What you need to do:
• a. In the report on the Berkeley vigil, where did William Evans live?
• b. Reproduce the report on the Berkeley vigil from "About three dozen" up to and including "warmth and kindness.", substituting "Navy" for "Marine".

Document segment:

About three dozen people gathered at the corner of Shattuck Avenue and Bancroft Way Tuesday night to protest unsafe streets and commemorate the life of William Evans, 72, who was hit and killed by a truck driver on Oct. 20 while crossing Bancroft in a wheelchair.
Evans was a Marine veteran who was born in Louisiana and lost both of his legs during the Vietnam War. He lived in Shattuck Senior Homes two blocks south of Shattuck and Bancroft.
Friends described him as a quiet soul who enjoyed fresh fruits and vegetables and treated others with warmth and kindness.
“He just had a really bright, beautiful, smile,” said Elizabeth Weinberg, who often talked to him on the streets of Berkeley.
“To think that he went to the Vietnam War and then came back and got hit by a truck … and no one’s doing anything about it,” said his friend Kevin Gaines, who met him years ago at the Veterans Affairs clinic in Oakland and bonded over drinking sessions at Cornerstone over the years.

Extracted data:
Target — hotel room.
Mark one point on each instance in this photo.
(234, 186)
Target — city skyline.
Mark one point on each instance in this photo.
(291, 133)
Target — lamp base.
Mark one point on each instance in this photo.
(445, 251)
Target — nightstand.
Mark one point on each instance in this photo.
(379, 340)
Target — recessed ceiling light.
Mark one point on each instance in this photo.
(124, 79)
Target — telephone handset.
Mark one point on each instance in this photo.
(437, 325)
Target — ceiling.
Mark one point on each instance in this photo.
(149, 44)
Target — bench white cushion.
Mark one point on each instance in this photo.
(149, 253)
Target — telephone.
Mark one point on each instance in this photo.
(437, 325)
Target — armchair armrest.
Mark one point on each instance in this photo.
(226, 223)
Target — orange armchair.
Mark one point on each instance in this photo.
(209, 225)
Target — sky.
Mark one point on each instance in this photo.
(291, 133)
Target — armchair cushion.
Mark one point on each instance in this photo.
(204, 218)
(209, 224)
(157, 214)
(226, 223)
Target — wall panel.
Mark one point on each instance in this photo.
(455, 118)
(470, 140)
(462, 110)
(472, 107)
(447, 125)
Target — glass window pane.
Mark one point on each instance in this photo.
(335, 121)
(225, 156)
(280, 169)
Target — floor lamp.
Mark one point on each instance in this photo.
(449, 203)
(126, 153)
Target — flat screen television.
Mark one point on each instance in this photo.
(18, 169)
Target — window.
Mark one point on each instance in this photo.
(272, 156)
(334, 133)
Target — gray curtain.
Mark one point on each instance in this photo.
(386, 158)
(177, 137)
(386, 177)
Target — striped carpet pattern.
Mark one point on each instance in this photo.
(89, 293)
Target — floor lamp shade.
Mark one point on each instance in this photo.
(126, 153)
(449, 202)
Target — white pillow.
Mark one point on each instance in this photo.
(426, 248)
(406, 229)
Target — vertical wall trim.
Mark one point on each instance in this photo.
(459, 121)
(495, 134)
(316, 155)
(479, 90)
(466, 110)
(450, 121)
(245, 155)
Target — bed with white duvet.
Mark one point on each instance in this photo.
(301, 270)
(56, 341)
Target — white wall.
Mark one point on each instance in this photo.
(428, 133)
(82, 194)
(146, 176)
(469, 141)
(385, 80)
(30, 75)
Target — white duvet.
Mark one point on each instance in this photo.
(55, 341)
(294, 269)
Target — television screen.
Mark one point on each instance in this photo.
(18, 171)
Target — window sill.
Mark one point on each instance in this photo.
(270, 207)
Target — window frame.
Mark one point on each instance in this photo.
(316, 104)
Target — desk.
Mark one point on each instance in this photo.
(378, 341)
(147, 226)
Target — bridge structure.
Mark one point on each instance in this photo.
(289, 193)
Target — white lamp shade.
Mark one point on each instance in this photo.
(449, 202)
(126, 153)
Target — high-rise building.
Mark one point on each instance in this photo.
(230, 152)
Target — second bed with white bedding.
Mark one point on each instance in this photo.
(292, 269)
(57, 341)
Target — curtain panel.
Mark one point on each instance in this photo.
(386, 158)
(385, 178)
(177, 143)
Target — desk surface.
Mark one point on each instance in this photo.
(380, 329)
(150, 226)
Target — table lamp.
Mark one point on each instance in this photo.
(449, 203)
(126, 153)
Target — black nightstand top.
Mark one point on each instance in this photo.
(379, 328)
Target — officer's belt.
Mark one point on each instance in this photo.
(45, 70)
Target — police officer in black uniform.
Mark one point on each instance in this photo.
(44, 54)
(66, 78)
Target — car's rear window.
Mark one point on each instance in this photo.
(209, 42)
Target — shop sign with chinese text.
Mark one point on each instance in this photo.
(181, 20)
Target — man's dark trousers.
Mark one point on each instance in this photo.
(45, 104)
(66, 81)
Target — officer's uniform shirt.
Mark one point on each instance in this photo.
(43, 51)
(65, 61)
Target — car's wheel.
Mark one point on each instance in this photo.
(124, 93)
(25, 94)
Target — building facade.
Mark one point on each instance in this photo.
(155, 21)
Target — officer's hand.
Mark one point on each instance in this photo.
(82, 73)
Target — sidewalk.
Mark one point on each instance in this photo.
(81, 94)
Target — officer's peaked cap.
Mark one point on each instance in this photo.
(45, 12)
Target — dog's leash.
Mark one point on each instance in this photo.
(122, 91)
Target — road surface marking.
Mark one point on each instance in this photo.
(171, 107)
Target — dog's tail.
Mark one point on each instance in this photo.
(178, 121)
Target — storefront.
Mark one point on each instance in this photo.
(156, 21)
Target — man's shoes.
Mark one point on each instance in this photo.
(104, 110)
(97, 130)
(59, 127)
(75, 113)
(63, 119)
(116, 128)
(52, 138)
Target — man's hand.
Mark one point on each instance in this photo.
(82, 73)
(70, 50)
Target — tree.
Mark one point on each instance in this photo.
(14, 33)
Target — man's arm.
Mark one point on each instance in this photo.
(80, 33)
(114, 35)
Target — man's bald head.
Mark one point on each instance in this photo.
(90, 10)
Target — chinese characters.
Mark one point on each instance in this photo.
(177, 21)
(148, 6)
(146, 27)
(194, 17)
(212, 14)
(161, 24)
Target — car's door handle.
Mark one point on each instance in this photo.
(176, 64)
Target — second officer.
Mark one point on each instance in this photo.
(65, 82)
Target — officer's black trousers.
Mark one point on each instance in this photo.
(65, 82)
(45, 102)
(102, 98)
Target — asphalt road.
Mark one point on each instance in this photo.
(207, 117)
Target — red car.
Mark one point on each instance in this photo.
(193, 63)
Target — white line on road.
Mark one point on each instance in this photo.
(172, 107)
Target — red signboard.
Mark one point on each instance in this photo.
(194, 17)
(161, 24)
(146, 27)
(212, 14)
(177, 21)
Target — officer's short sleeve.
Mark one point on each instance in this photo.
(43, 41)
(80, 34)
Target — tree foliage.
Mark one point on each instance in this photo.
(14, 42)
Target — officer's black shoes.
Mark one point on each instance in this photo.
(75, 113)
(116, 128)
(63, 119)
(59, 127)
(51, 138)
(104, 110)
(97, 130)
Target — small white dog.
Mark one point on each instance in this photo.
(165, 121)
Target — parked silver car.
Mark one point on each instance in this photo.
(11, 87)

Numbered responses:
• a. He lived in Shattuck Senior Homes, two blocks south of Shattuck and Bancroft.

• b.
About three dozen people gathered at the corner of Shattuck Avenue and Bancroft Way Tuesday night to protest unsafe streets and commemorate the life of William Evans, 72, who was hit and killed by a truck driver on Oct. 20 while crossing Bancroft in a wheelchair.
Evans was a Navy veteran who was born in Louisiana and lost both of his legs during the Vietnam War. He lived in Shattuck Senior Homes two blocks south of Shattuck and Bancroft.
Friends described him as a quiet soul who enjoyed fresh fruits and vegetables and treated others with warmth and kindness.